IONCINEPHILE of the Month: Tim Sutton (Pavilion)

IONCINEMA.com’s IONCINEPHILE of the Month feature focuses on an emerging filmmaker from the world of cinema. This March, we feature Tim Sutton, whose debut film Pavilion premiered almost one year to the day at the 2012 edition of the SXSW Film Festival. Factory 25 just released the film in New York (March 1st) with further dates to come. Below you’ll find our profile and Tim Sutton’s personal Top Ten films of all time can be found here.

Eric Lavallee: During your childhood…what films were important to you?

________________

### PROBLEM REQUIREMENTS:
Rewrite the passage of the IONCINEMA profile from "IONCINEPHILE of the Month: Tim" to "be found here.", putting "screened" in place of "premiered".

________________

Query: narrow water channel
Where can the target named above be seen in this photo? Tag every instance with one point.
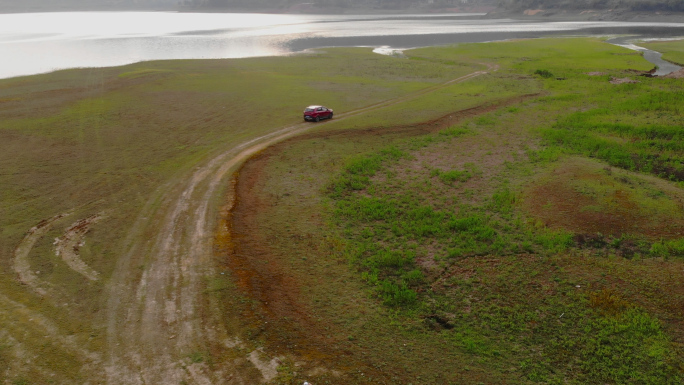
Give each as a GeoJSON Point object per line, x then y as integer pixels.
{"type": "Point", "coordinates": [663, 67]}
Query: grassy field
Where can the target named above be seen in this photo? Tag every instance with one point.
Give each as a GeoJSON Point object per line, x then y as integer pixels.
{"type": "Point", "coordinates": [515, 228]}
{"type": "Point", "coordinates": [538, 242]}
{"type": "Point", "coordinates": [112, 141]}
{"type": "Point", "coordinates": [673, 51]}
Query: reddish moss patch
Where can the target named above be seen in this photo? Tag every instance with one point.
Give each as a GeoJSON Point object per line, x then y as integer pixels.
{"type": "Point", "coordinates": [585, 197]}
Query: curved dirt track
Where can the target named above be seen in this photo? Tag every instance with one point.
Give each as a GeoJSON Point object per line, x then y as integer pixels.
{"type": "Point", "coordinates": [159, 323]}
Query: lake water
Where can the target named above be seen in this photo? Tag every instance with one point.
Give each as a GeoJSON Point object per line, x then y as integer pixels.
{"type": "Point", "coordinates": [43, 42]}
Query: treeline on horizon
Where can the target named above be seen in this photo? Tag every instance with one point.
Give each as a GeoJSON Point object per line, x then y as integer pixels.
{"type": "Point", "coordinates": [632, 5]}
{"type": "Point", "coordinates": [56, 5]}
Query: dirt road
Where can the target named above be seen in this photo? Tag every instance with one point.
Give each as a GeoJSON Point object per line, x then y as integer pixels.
{"type": "Point", "coordinates": [159, 320]}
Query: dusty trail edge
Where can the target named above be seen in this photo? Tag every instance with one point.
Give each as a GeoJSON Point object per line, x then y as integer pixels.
{"type": "Point", "coordinates": [155, 319]}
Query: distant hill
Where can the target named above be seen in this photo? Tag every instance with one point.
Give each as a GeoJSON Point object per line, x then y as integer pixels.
{"type": "Point", "coordinates": [631, 5]}
{"type": "Point", "coordinates": [305, 6]}
{"type": "Point", "coordinates": [628, 10]}
{"type": "Point", "coordinates": [85, 5]}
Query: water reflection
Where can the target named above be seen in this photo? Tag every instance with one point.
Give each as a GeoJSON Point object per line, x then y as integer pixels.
{"type": "Point", "coordinates": [35, 43]}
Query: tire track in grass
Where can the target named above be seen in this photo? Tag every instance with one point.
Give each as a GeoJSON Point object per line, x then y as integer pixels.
{"type": "Point", "coordinates": [156, 324]}
{"type": "Point", "coordinates": [67, 246]}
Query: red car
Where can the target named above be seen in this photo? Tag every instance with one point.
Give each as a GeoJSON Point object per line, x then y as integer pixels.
{"type": "Point", "coordinates": [316, 113]}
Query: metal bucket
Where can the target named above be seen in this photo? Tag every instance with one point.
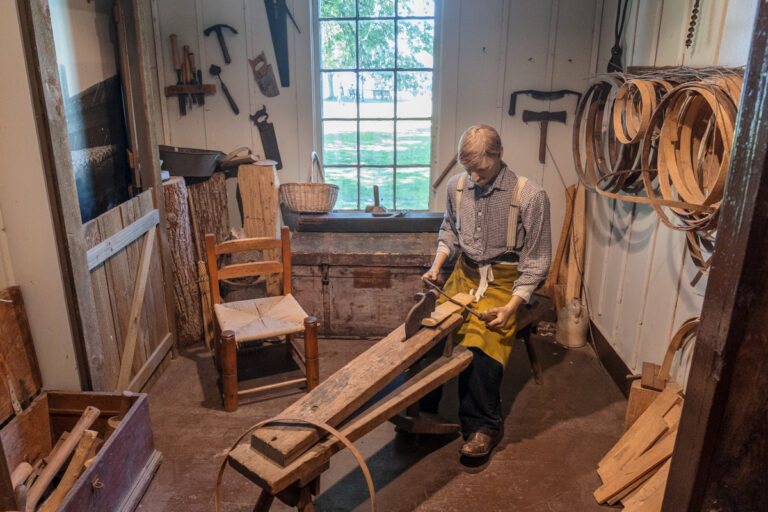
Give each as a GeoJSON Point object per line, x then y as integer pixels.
{"type": "Point", "coordinates": [189, 162]}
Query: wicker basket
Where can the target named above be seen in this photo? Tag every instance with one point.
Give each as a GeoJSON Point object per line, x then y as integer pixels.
{"type": "Point", "coordinates": [310, 197]}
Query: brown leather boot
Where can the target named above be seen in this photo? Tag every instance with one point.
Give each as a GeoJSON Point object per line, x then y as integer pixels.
{"type": "Point", "coordinates": [479, 445]}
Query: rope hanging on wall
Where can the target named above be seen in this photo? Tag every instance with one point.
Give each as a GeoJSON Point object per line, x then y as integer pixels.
{"type": "Point", "coordinates": [668, 134]}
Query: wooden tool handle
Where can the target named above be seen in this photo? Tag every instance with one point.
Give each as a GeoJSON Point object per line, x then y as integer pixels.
{"type": "Point", "coordinates": [72, 473]}
{"type": "Point", "coordinates": [60, 457]}
{"type": "Point", "coordinates": [20, 474]}
{"type": "Point", "coordinates": [543, 141]}
{"type": "Point", "coordinates": [185, 64]}
{"type": "Point", "coordinates": [175, 51]}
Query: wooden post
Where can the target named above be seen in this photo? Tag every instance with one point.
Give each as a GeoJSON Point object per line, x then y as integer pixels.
{"type": "Point", "coordinates": [311, 352]}
{"type": "Point", "coordinates": [285, 236]}
{"type": "Point", "coordinates": [229, 370]}
{"type": "Point", "coordinates": [265, 501]}
{"type": "Point", "coordinates": [719, 458]}
{"type": "Point", "coordinates": [183, 268]}
{"type": "Point", "coordinates": [258, 187]}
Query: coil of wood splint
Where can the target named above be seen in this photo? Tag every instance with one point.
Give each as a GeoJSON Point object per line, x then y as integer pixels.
{"type": "Point", "coordinates": [667, 134]}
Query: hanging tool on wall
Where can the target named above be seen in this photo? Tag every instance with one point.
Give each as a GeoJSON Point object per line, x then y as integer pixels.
{"type": "Point", "coordinates": [264, 76]}
{"type": "Point", "coordinates": [277, 14]}
{"type": "Point", "coordinates": [220, 36]}
{"type": "Point", "coordinates": [177, 67]}
{"type": "Point", "coordinates": [196, 79]}
{"type": "Point", "coordinates": [692, 24]}
{"type": "Point", "coordinates": [268, 138]}
{"type": "Point", "coordinates": [216, 71]}
{"type": "Point", "coordinates": [615, 65]}
{"type": "Point", "coordinates": [541, 96]}
{"type": "Point", "coordinates": [188, 78]}
{"type": "Point", "coordinates": [543, 118]}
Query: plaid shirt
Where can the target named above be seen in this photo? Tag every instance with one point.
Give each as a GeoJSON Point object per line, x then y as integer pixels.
{"type": "Point", "coordinates": [484, 216]}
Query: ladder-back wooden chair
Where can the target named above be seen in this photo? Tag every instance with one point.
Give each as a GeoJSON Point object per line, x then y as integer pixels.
{"type": "Point", "coordinates": [258, 319]}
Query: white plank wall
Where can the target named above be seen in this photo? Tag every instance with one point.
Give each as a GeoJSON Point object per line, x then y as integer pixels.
{"type": "Point", "coordinates": [638, 272]}
{"type": "Point", "coordinates": [491, 48]}
{"type": "Point", "coordinates": [486, 50]}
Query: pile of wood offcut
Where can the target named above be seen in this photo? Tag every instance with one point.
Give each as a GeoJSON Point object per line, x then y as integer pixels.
{"type": "Point", "coordinates": [634, 472]}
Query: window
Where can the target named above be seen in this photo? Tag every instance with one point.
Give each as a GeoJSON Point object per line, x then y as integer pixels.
{"type": "Point", "coordinates": [376, 69]}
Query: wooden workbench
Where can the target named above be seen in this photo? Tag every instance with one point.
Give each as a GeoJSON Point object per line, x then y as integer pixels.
{"type": "Point", "coordinates": [359, 284]}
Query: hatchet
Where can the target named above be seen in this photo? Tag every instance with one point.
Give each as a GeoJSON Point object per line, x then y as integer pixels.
{"type": "Point", "coordinates": [543, 118]}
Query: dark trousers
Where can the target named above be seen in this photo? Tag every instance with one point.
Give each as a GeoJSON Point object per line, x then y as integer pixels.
{"type": "Point", "coordinates": [479, 396]}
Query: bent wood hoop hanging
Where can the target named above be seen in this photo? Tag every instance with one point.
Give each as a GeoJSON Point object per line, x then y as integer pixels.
{"type": "Point", "coordinates": [667, 133]}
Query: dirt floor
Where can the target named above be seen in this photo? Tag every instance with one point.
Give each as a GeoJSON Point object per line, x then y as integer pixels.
{"type": "Point", "coordinates": [554, 435]}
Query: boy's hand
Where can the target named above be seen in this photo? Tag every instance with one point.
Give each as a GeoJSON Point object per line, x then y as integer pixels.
{"type": "Point", "coordinates": [431, 274]}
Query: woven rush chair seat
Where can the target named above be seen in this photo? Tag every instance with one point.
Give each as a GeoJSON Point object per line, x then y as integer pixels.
{"type": "Point", "coordinates": [257, 319]}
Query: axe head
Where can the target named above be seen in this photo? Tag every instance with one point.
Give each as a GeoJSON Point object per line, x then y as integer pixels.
{"type": "Point", "coordinates": [529, 115]}
{"type": "Point", "coordinates": [218, 28]}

________________

### OUTPUT:
IONCINEPHILE of the Month: Tim Sutton (Pavilion)

IONCINEMA.com’s IONCINEPHILE of the Month feature focuses on an emerging filmmaker from the world of cinema. This March, we feature Tim Sutton, whose debut film Pavilion screened almost one year to the day at the 2012 edition of the SXSW Film Festival. Factory 25 just released the film in New York (March 1st) with further dates to come. Below you’ll find our profile and Tim Sutton’s personal Top Ten films of all time can be found here.